__What you are asked to do__
In the records below, the line containing "point(412, 190)" is the first to keep. Retype it and all later lines exactly, through the end.

__The data__
===============

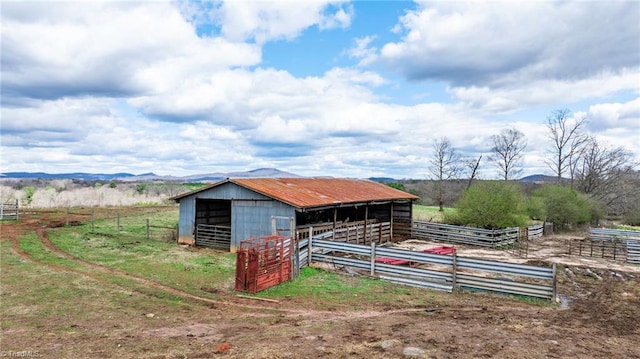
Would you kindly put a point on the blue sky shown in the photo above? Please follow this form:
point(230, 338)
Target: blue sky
point(317, 88)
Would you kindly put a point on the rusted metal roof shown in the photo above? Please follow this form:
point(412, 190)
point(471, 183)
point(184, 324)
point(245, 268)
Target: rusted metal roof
point(317, 192)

===============

__Exercise solution__
point(412, 190)
point(471, 183)
point(184, 324)
point(245, 268)
Target: rusted metal roof
point(317, 192)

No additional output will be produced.